» EXERCISE DIRECTIONS: Please write out these records again, changing "sample" to "example" and keeping everything else the same.

» MATERIALS PROVIDED:
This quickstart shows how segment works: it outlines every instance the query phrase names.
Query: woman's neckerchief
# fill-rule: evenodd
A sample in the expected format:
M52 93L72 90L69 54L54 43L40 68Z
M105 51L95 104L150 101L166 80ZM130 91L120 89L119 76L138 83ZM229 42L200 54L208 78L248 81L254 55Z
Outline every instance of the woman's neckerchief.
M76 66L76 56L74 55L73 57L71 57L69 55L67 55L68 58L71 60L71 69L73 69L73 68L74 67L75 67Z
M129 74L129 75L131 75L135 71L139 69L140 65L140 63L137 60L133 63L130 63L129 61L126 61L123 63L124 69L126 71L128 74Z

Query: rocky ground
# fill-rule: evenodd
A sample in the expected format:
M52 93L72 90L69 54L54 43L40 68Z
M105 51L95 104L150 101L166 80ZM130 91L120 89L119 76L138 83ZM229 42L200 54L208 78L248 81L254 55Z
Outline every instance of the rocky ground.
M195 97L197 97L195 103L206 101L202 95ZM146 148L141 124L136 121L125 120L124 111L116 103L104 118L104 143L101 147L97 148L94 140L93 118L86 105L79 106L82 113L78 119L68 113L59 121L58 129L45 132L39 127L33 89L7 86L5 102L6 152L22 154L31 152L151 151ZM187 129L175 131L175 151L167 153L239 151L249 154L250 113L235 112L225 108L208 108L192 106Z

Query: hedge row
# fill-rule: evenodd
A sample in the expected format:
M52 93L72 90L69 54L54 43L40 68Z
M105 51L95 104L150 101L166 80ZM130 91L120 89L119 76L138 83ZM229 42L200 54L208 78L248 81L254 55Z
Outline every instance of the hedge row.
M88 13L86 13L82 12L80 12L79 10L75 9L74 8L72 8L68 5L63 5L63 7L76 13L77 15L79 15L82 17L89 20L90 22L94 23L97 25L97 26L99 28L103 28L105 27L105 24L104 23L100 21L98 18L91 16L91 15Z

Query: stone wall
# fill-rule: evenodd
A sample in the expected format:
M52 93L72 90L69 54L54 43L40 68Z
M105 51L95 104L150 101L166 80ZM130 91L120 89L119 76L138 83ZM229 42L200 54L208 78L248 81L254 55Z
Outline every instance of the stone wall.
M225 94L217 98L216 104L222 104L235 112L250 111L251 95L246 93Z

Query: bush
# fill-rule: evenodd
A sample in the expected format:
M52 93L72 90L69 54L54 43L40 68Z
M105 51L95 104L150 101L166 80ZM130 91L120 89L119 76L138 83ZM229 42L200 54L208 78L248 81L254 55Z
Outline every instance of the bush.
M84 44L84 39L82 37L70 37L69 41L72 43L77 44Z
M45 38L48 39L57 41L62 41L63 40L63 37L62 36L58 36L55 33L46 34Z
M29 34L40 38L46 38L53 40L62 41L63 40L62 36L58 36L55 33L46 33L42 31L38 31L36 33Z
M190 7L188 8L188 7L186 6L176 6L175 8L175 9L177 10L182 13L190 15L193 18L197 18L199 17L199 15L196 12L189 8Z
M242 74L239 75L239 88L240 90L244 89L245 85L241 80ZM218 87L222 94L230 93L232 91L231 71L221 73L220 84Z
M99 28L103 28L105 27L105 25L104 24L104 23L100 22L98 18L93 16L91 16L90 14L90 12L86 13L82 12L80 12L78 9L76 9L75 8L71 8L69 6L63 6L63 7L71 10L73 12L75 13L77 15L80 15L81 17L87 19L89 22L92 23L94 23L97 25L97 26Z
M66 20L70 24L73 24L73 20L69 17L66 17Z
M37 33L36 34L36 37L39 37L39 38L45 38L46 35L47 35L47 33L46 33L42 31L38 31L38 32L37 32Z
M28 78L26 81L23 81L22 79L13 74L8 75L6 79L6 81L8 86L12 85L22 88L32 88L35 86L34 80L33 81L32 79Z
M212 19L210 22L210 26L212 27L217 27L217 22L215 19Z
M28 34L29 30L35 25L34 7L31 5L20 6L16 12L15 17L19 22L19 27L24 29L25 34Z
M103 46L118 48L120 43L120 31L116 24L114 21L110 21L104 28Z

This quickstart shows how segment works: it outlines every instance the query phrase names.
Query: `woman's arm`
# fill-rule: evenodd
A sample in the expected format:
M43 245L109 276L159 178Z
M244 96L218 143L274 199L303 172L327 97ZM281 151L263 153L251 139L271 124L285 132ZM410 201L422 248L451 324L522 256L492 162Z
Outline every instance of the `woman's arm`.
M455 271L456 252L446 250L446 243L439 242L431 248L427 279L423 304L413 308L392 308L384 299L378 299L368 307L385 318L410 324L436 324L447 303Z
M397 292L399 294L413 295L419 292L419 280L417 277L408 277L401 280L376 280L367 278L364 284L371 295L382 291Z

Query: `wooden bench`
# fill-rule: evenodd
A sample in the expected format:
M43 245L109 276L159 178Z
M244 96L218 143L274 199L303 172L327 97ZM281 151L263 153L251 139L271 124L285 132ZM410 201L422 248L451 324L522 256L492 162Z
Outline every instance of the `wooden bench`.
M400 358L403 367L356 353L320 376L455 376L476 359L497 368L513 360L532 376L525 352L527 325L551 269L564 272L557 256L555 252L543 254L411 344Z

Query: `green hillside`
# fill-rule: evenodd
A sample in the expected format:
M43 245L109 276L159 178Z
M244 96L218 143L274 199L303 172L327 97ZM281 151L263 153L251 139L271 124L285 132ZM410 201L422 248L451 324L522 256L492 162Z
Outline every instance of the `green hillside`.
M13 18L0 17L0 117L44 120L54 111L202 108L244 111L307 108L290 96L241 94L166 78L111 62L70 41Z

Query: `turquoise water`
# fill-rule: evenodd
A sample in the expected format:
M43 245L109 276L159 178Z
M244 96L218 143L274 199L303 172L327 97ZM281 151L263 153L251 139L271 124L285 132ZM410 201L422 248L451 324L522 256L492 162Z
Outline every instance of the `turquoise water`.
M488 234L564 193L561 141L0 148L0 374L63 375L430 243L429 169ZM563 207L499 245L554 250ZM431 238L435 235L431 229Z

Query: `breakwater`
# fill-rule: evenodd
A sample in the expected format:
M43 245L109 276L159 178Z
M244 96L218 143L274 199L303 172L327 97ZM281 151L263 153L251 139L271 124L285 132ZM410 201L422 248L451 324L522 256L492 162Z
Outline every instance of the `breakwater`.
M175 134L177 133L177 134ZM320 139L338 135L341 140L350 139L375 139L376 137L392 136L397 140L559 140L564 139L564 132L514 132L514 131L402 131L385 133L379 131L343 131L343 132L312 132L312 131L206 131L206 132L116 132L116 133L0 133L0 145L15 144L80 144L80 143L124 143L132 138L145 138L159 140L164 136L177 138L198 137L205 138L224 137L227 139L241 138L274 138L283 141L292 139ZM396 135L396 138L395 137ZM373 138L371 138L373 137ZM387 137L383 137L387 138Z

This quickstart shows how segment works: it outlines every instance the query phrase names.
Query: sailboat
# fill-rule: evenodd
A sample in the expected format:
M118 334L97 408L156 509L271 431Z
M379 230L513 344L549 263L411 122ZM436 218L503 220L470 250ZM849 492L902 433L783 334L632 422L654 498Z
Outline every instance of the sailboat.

» TASK SOLUTION:
This quickstart shows how segment works: it outlines every instance the query phrase names.
Query: woman's neckerchief
# fill-rule: evenodd
A example in the expected format:
M52 93L72 90L69 54L54 43L40 68Z
M105 51L95 104L150 101L166 80ZM130 91L120 89L119 76L138 83ZM229 42L200 54L208 78L248 81L254 55Z
Outline every instance of the woman's neckerchief.
M76 66L76 56L74 55L73 57L71 57L69 55L67 55L68 58L71 60L71 69L73 69L73 68L74 67L75 67Z
M129 74L129 75L131 75L135 71L139 69L140 65L140 63L137 60L133 63L130 63L129 61L126 61L123 63L124 69L126 71L128 74Z

Query: rocky ground
# fill-rule: evenodd
A example in the expected format:
M52 93L72 90L69 54L54 43L40 68Z
M105 51L95 104L150 101L166 80ZM130 91L120 89L119 76L138 83ZM229 42L200 54L208 78L248 81L254 55Z
Outline every instance of the rocky ground.
M195 97L197 97L195 103L206 101L202 95ZM146 148L141 124L136 121L125 120L124 111L116 103L104 118L104 143L101 147L97 148L94 140L93 118L86 105L79 106L82 113L78 119L68 113L59 121L58 129L45 132L39 127L33 89L7 86L5 102L6 152L22 154L31 152L151 151ZM187 129L175 131L175 151L167 153L239 151L249 154L250 113L235 112L225 108L208 108L192 106Z

Query: hedge row
# fill-rule: evenodd
A example in the expected format:
M52 93L72 90L69 54L54 43L40 68Z
M105 51L95 104L150 101L166 80ZM130 91L120 89L119 76L138 83ZM229 42L200 54L208 78L248 81L254 55Z
Outline every instance of the hedge row.
M88 13L86 13L82 12L80 12L79 10L75 9L74 8L72 8L68 5L63 5L63 7L76 13L77 15L79 15L82 17L89 20L90 22L94 23L97 25L97 26L99 28L103 28L105 27L105 24L104 23L100 21L98 18L91 16L91 15Z

Query: stone wall
# fill-rule: evenodd
A example in the expected format:
M52 93L72 90L69 54L54 43L40 68Z
M105 51L95 104L150 101L166 80ZM130 91L120 89L119 76L138 83ZM229 42L200 54L208 78L248 81L254 55Z
Outline every instance of the stone wall.
M225 94L217 98L216 104L222 104L235 112L250 111L251 95L246 93Z

Query: bush
# fill-rule: evenodd
A example in the expected format:
M52 93L72 90L69 54L54 43L40 68Z
M105 51L95 104L150 101L166 80ZM130 91L120 89L119 76L138 83ZM229 42L200 54L208 78L248 81L254 55Z
Outline every instance of the bush.
M84 44L84 39L82 37L70 37L69 41L72 43L77 44Z
M45 38L48 39L57 41L62 41L63 40L63 37L62 36L58 36L55 33L46 34Z
M29 34L40 38L46 38L53 40L62 41L63 40L62 36L58 36L55 33L46 33L42 31L38 31L36 33Z
M190 7L188 8L188 7L186 6L176 6L175 8L175 9L177 10L182 13L190 15L193 18L197 18L199 17L199 15L196 12L189 8Z
M242 74L239 75L239 88L240 90L244 89L245 85L241 80ZM218 87L222 94L230 93L232 91L231 71L221 73L220 84Z
M99 28L103 28L105 27L105 25L104 24L104 23L100 22L98 18L93 16L91 16L90 14L90 12L86 13L82 12L80 12L78 9L76 9L75 8L71 8L69 6L63 6L63 7L71 10L73 12L75 13L77 15L80 15L81 17L87 19L89 22L92 23L94 23L97 25L97 26Z
M66 20L70 24L73 24L73 20L69 17L66 17Z
M37 33L36 34L36 37L39 37L39 38L45 38L46 35L47 35L47 33L46 33L42 31L38 31L38 32L37 32Z
M28 78L26 81L23 81L22 79L13 74L8 75L6 79L6 81L8 86L12 85L22 88L32 88L35 86L34 80L33 81L32 79Z
M212 19L210 22L210 26L212 27L217 27L217 22L215 19Z
M28 34L29 30L35 25L34 7L31 5L20 6L16 12L15 17L19 22L19 27L24 29L25 34Z
M103 46L118 48L120 43L120 31L116 24L114 21L110 21L104 28Z

This quickstart shows how segment works: it outlines every instance the query phrase names.
Query: `woman's arm`
# fill-rule: evenodd
A example in the expected format:
M43 245L109 276L159 178Z
M244 96L218 143L274 199L303 172L327 97ZM281 151L263 153L251 139L271 124L285 132ZM410 201L422 248L451 324L522 256L492 162Z
Outline every instance of the `woman's arm`.
M455 271L456 252L446 250L446 243L439 242L431 248L427 279L423 304L413 308L392 308L384 299L378 299L368 307L385 318L410 324L436 324L447 303Z
M397 292L399 294L413 295L419 292L419 280L417 277L408 277L401 280L376 280L367 278L364 284L371 295L382 291Z

Query: `wooden bench`
# fill-rule: evenodd
A example in the expected format:
M43 245L109 276L159 178Z
M244 96L218 143L274 199L303 172L327 97ZM281 151L263 153L251 139L271 124L285 132ZM410 201L422 248L451 324L522 256L492 162Z
Outline every instance of the `wooden bench`.
M400 358L403 367L356 353L320 376L455 376L476 359L497 368L513 360L532 376L525 352L527 325L551 269L564 272L557 256L555 252L543 254L411 344Z

Query: `green hillside`
# fill-rule: evenodd
A example in the expected format:
M43 245L109 276L159 178Z
M244 96L218 143L274 199L303 172L327 97ZM281 151L263 153L251 139L271 124L285 132ZM410 201L422 248L451 324L522 256L492 162Z
Outline every instance of the `green hillside`.
M13 18L0 17L0 117L44 120L54 111L202 108L244 111L307 108L290 96L241 94L166 78L111 62L70 41Z

Query: `turquoise water`
# fill-rule: evenodd
A example in the expected format:
M43 245L109 276L159 178Z
M244 96L218 143L274 199L303 172L327 97ZM281 151L263 153L251 139L271 124L285 132ZM410 201L422 248L451 324L522 256L492 162Z
Outline every instance of the `turquoise water`.
M488 234L564 193L561 141L0 148L0 374L63 375L430 243L429 169ZM563 207L499 245L554 250ZM431 238L435 235L431 229Z

Query: `breakwater`
# fill-rule: evenodd
A example in the expected format:
M43 245L109 276L159 178Z
M244 96L218 143L274 199L303 172L327 97ZM281 151L263 153L251 139L271 124L285 132ZM410 201L422 248L451 324L522 256L492 162Z
Outline every instance of the `breakwater`.
M175 134L177 133L177 134ZM320 139L338 135L341 140L350 139L375 139L376 137L392 136L397 140L559 140L564 139L564 132L514 132L514 131L402 131L385 133L379 131L343 131L343 132L312 132L312 131L206 131L206 132L116 132L116 133L0 133L0 145L15 144L80 144L80 143L124 143L132 138L145 138L159 140L164 136L177 138L198 137L205 138L224 137L227 139L241 138L274 138L283 141L292 139ZM396 135L396 138L395 137ZM373 138L371 138L373 137ZM387 137L383 137L387 138Z

This quickstart shows how segment works: it outlines every instance the query phrase names.
Query: sailboat
# fill-rule: evenodd
A example in the expected format:
M118 334L97 408L156 509L271 431Z
M379 230L513 344L549 263L411 122ZM436 218L503 220L470 250ZM849 492L902 433L783 334L632 422L654 498Z
Outline every instance of the sailboat.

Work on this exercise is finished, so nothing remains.